[Coordinate annotation entries]
____

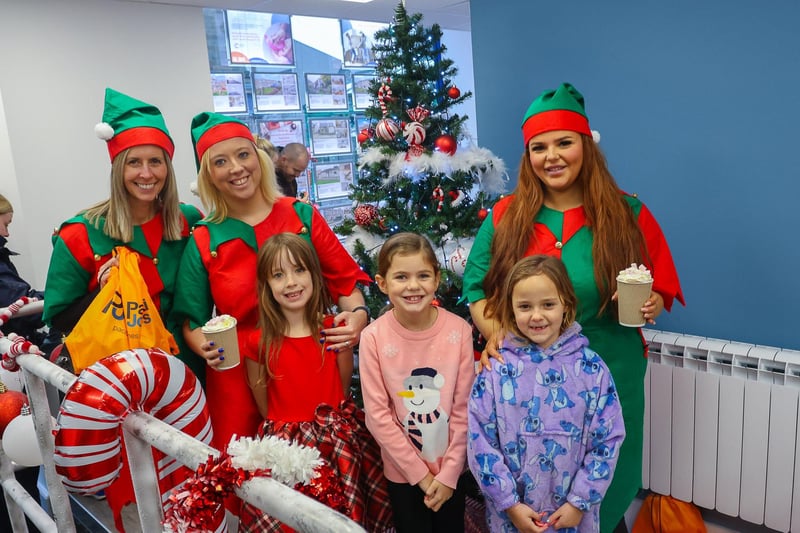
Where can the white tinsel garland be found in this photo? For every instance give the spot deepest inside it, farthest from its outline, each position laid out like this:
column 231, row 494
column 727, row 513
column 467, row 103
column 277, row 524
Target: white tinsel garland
column 289, row 463
column 370, row 241
column 489, row 170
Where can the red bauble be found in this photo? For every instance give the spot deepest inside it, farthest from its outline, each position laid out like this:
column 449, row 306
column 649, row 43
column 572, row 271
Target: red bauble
column 11, row 403
column 446, row 143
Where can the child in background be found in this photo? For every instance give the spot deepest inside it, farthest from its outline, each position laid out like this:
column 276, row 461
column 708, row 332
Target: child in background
column 545, row 425
column 302, row 387
column 416, row 368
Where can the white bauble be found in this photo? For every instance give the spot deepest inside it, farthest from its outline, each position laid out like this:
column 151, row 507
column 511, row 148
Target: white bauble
column 20, row 443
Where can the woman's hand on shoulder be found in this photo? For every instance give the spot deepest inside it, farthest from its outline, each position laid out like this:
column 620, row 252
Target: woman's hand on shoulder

____

STATED PROBLEM: Please reproduce, unchanged, the part of the listing that opens with the line containing "Where can the white bauble" and runs through the end of the listing.

SOLUTION FOR THIS TASK:
Where can the white bauble be found in this photo? For every instance give the spot deepest inside it, farthest from its outline, each position laid out like this:
column 151, row 507
column 511, row 148
Target: white bauble
column 20, row 443
Where can the woman's hand on shoulder be found in this photo? For every instance give the spot deepest inside it, farthest from its outline, each position laid out like this:
column 620, row 252
Target: woman's hand on shoulder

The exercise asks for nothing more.